◆ **Given problem**: Lay out each line of the entries below as a JSON list of strings, one string per line, with blank lines omitted.

** begin Records supplied **

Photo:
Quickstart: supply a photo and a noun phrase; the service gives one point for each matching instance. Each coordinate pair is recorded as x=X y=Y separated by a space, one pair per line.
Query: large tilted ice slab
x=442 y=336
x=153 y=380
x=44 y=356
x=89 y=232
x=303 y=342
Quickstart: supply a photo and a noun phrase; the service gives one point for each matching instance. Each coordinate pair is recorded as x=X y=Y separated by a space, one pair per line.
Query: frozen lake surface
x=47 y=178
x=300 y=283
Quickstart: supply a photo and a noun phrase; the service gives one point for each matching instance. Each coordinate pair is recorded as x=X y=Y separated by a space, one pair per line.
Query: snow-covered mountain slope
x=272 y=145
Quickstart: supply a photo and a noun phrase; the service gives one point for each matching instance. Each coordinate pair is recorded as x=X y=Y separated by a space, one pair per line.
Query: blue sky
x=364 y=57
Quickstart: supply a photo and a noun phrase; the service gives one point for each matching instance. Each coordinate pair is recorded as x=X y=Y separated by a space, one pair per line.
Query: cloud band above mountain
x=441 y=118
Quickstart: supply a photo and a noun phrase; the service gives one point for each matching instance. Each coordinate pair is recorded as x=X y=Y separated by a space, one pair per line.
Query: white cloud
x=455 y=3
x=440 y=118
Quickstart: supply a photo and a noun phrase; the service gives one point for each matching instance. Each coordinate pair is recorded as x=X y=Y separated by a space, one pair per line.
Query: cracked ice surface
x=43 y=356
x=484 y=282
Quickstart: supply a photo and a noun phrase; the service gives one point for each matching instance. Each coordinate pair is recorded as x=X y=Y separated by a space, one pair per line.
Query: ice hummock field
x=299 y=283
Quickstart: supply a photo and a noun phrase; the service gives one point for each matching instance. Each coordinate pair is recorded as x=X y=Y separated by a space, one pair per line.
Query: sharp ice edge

** end Records supplied **

◆ **Finished exercise**:
[
  "Photo:",
  "Quickstart: supply a photo and a noun phrase; the service gives one point for each matching instance. Each coordinate pair is recorded as x=X y=Y separated by a space, one pair per line.",
  "Query: large tilted ice slab",
  "x=442 y=336",
  "x=153 y=380",
  "x=44 y=356",
  "x=89 y=232",
  "x=303 y=342",
  "Quickstart: supply a photo and a noun phrase; the service gives one point for each matching instance. Each coordinate pair is recorded as x=X y=Y separated by a space, one pair per line.",
  "Query: frozen lake surface",
  "x=47 y=178",
  "x=300 y=283",
  "Quickstart: supply a photo and a noun phrase; the service gives one point for each matching instance. Each coordinate pair is recorded as x=X y=Y separated by a space, one pair per line.",
  "Query: snow-covered mountain slope",
  "x=272 y=145",
  "Quickstart: supply a photo and a noun phrase; the service gives one point for each matching instance. Each coordinate pair is recorded as x=X y=Y separated by a space, one pair per line.",
  "Query: blue sky",
  "x=364 y=57",
  "Quickstart: supply a photo and a noun phrase; the service gives one point for each matching instance. Each coordinate pair is recorded as x=X y=Y separated by a space, one pair per line.",
  "Query: cloud band above mountain",
  "x=441 y=118",
  "Quickstart: supply a photo and a noun phrase; the service gives one point for each matching instance. Each coordinate pair is recorded as x=X y=Y separated by a space, one pair per line.",
  "Query: white cloud",
  "x=455 y=3",
  "x=440 y=118",
  "Quickstart: supply a photo and a noun phrase; the service gives one point for each matching instance. Each coordinate pair is recorded as x=X y=Y separated by a space, one pair per line.",
  "Query: cracked ice surface",
  "x=43 y=356",
  "x=484 y=282",
  "Quickstart: supply a photo and a noun phrase; the service gives one point for each matching instance. Each coordinate pair is recorded as x=X y=Y separated by a space, one pair per line.",
  "Query: ice hummock field",
  "x=299 y=283",
  "Quickstart: supply a photo and a noun phrase; the service gives one point for each matching instance. Each coordinate pair is recorded as x=X y=Y separated by a space, one pair per line.",
  "Query: sharp ice edge"
]